Por tal razón los especialistas en el asunto –los denominados “ripperologos”- mantienen cierto consenso al estimar que las mujeres eliminadas a manos del maníaco resultaron cinco. Aquí se sigue la opinión pronunciada por el Inspector de Scotland Yard, contemporáneo a los sucesos, Sir. Melville Macnaghten, quien con enfática redundancia declaró que el Destripador había cobrado “cinco víctimas, y nada más que cinco”.
No obstante, aunque se evade del modelo delictual que en los posteriores homicidios se diseñaría, otro de sus asesinatos podría haber sido el consumado contra la meretriz de treinta y nueve años Martha Turner, también conocida como Martha Tabran o Tabram por su apellido de casada, la cual fue ultimada mediante treinta y nueve cortes inciso punzantes asestados entre la noche del 6 de noviembre de 1888 y la entrante madrugada del día 7.
No hubo destripamiento en dicha oportunidad, y las heridas inflingidas difieren de las que se infirieron en los casos venideros. En especial, estaba ausente el degollamiento que de izquierda a derecha del cuello se provocada a las asesinadas, preludio de la evisceración que era practicada sobre los cadáveres, y que se consideró como la “marca de fábrica” del matador.
Corrió el pertinaz rumor de que este crimen pudo haber sido ocasionado por uno o más integrantes de bandas de rufianes que amedrentaban a las meretrices reclamándoles dinero. De tales pandillas, la conocida indistintamente por los motes de “The Nichols Boys” o “The Old Nichols” era conceptuada la más peligrosa y violenta que operaba en aquel suburbio, por lo que fue objeto de indagatoria y estrecha vigilancia por parte de la policía.
De todos modos, aunque la muerte de la infortunada Martha pudiera haberse debido a la intervención de canallas como éstos, tampoco se descarta que el suyo constituyera el inicial crimen protagonizado por la figura anónima que más adelante se erigiera en el homicida serial destinado a adquirir mayor renombre en la historia.

[Registros de origen]
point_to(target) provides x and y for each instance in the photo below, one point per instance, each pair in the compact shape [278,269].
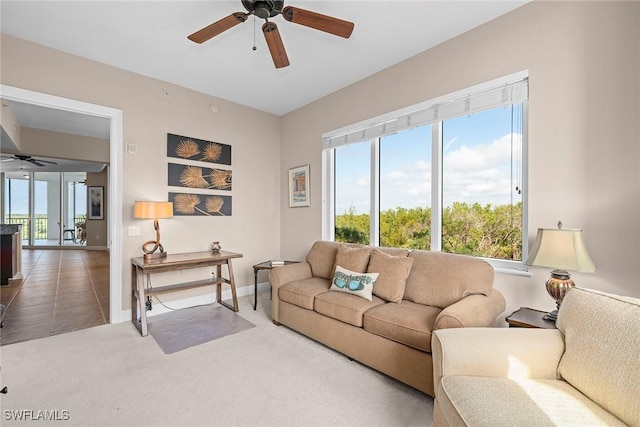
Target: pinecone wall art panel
[184,147]
[194,176]
[187,204]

■ Tareas ■
[a] Reproduce el tramo del fragmento sobre el Destripador que va desde "Por tal razón" hasta "madrugada del día 7.", cambiando "maníaco" por "asesino".
[b] Escribe la continuación del fragmento sobre el Destripador a partir de donde termina.

■ Resultados por tarea ■
[a]
Por tal razón los especialistas en el asunto –los denominados “ripperologos”- mantienen cierto consenso al estimar que las mujeres eliminadas a manos del asesino resultaron cinco. Aquí se sigue la opinión pronunciada por el Inspector de Scotland Yard, contemporáneo a los sucesos, Sir. Melville Macnaghten, quien con enfática redundancia declaró que el Destripador había cobrado “cinco víctimas, y nada más que cinco”.
No obstante, aunque se evade del modelo delictual que en los posteriores homicidios se diseñaría, otro de sus asesinatos podría haber sido el consumado contra la meretriz de treinta y nueve años Martha Turner, también conocida como Martha Tabran o Tabram por su apellido de casada, la cual fue ultimada mediante treinta y nueve cortes inciso punzantes asestados entre la noche del 6 de noviembre de 1888 y la entrante madrugada del día 7.

[b]
La masacre se llevó a término en medio de un frenético acuchillamiento donde el criminal no le sustrajo órganos al cadáver ni –en apariencia- practicó sobre éste ninguna clase de ritual. A pesar de ello, hay autores que igualmente estiman con fundados argumentos que Martha Tabram habría representado la primera presa humana del psicópata al que luego se bautizara con el seudónimo de “Jack el Destripador”, pues se conjeturó que ese primigenio episodio hizo las veces de un ensayo para el asesino, y en todo ensayo a menudo se cometen errores, ya que:
“…ni la práctica ni las estrategias garantizan una actuación perfecta. Los errores ocurren, sobre todo en el estreno, y el que cometió Jack el Destripador en su primer asesinato fue propio de un aficionado…”
Consultar referencia: Patricia Cornwell, 'Retrato de un asesino, Jack el Destripador, Caso Cerrado', traducción de María Eugenia Ciocchini, Ediciones B grupo Z, Barcelona, España, pág. 40.
Otro homicidio del que cabe dejar constancia, y al cual en la época de acontecer estos crímenes se lo reputó como serio candidato a haber sido el inicial asesinato del mutilador, fue el concretado contra una veterana prostituta alcohólica de cuarenta y cinco años llamada Emma Elizabeth Smith.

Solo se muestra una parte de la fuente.